Beginning at the line that contains "point: window frame", write out each remaining line of the entries below exactly as it stands.

====== EXTRACTED ENTRIES ======

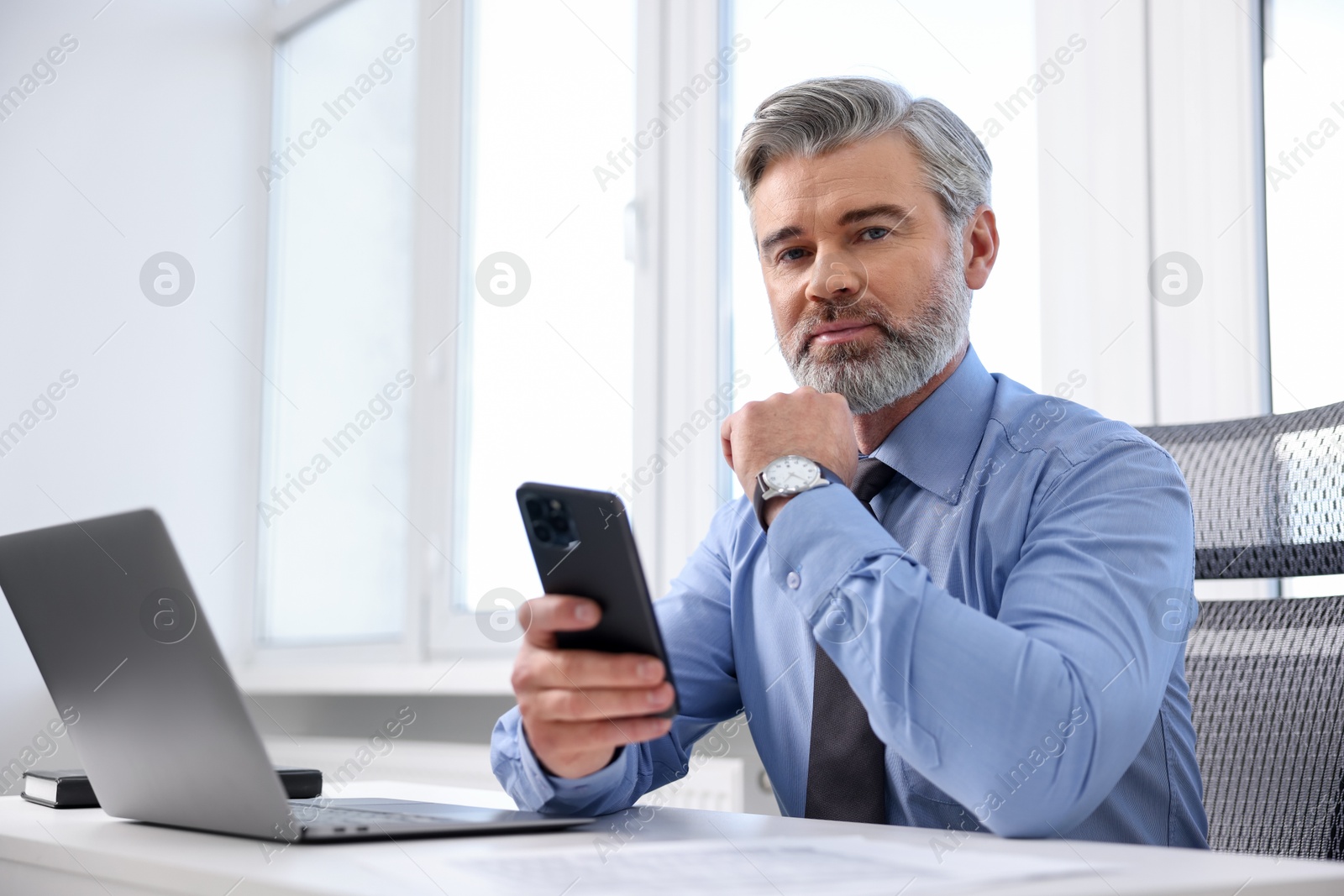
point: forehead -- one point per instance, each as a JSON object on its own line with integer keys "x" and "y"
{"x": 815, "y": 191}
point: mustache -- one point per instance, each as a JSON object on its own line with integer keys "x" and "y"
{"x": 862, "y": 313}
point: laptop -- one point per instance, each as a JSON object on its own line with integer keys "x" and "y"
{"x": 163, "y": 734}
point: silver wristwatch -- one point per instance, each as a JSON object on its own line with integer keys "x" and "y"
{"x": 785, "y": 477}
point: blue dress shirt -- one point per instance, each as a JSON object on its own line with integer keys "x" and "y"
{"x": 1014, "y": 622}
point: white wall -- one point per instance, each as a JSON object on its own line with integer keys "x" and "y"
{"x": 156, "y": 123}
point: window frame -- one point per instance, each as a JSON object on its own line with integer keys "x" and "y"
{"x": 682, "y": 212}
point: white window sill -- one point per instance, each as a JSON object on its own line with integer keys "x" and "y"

======

■ **SOLUTION TO THE PROBLEM**
point: window frame -- one point per instance, each as a JSON object on its own line with integer keys "x" and "y"
{"x": 682, "y": 212}
point: white window sill -- one point per instance, each as a JSON object on its own line with integer keys "x" and "y"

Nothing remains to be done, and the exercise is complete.